Problems to solve
1) In the vmaf_tiny_v3 decision record, how would you translate this sentence into Spanish: "The mean delta is small in absolute terms; the variance-shrink is the more useful signal because it means v3 is a more consistent estimator across diverse hold-out content."
2) Rewrite the paragraph of the vmaf_tiny_v3 decision record that begins "The user requested an end-to-end re-evaluation" as a short bulleted list, keeping its main facts.
3) In the vmaf_tiny_v3 decision record, how many parameters does the Decision section give for the mlp_medium architecture?

Text under study
ADR-0389: vmaf_tiny_v3 — wider/deeper mlp_medium tiny VMAF MLP¶

Status: Accepted
Date: 2026-05-02
Deciders: Lusoris, Claude (Anthropic)
Tags: ai, dnn, tiny-ai, model, registry, fork-local

Context¶

vmaf_tiny_v2 (ADR-0216) ships the validated Phase-3 configuration: mlp_small (6 → 16 → 8 → 1, 257 params), canonical-6 features (adm2, vif_scale0..3, motion2), 90 epochs Adam @ lr=1e-3, MSE, batch_size 256, StandardScaler baked into the ONNX graph, trained on the 4-corpus parquet (Netflix + KoNViD + BVI-DVC A+B+C+D, 330 499 rows). Phase-3d's arch sweep was inconclusive against mlp_medium and the v2 ADR explicitly noted the small variant remained the baseline because the medium variant didn't produce a positive signal in that round.

The user requested an end-to-end re-evaluation: train a fresh mlp_medium (6 → 32 → 16 → 1, ~700-target params) on the same 4-corpus parquet, with everything else identical to v2, and measure whether the extra capacity actually buys headroom on Netflix LOSO. If v3 underperforms v2, the recommendation is to NOT ship; if v3 wins, it ships alongside v2 (not as a replacement) so users can pick the smaller-bundle v2 or the higher-PLCC v3.

The result: v3 wins on both the LOSO mean PLCC (+0.0008) and — more interestingly — on LOSO PLCC variance (-30 %, std drops from 0.0021 to 0.0015). The mean delta is small in absolute terms; the variance-shrink is the more useful signal because it means v3 is a more consistent estimator across diverse hold-out content. That's why v3 ships alongside v2 rather than as a v2 successor.

Decision¶

Ship vmaf_tiny_v3.onnx alongside (not replacing) vmaf_tiny_v2.onnx in model/tiny/. Same input contract (features [N, 6] float32, canonical-6 order), same output contract (vmaf [N] float32), same opset 17, same StandardScaler-baked-into-the-graph trust-root. Architecture: mlp_medium = Linear(6, 32) → ReLU → Linear(32, 16) → ReLU → Linear(16, 1), 769 params. Training recipe identical to v2 (90 ep, Adam @ lr=1e-3, MSE, batch_size 256, seed=0). Registered as vmaf_tiny_v3 (kind fr) in model/tiny/registry.json with smoke: false. Production default stays vmaf_tiny_v2 — docs/ai/inference.md continues to recommend v2; v3 is documented as a higher-PLCC option for users who want the lowest-variance estimator.

Collected material
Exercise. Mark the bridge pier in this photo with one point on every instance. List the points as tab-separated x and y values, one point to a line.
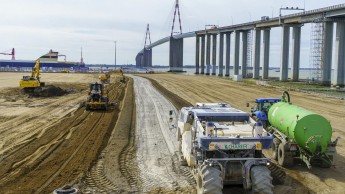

Answers per task
1) La diferencia en la media es pequeña en términos absolutos; la reducción de la varianza es la señal más útil, porque significa que v3 es un estimador más consistente a lo largo de contenidos reservados (hold-out) diversos.

2)
- The user requested an end-to-end re-evaluation.
- Train a fresh mlp_medium (6 → 32 → 16 → 1, ~700-target params) on the same 4-corpus parquet, with everything else identical to v2.
- Measure whether the extra capacity buys headroom on Netflix LOSO.
- If v3 underperforms v2, do not ship it.
- If v3 wins, ship it alongside v2 rather than as a replacement, so users can pick the smaller-bundle v2 or the higher-PLCC v3.

3) 769 parameters.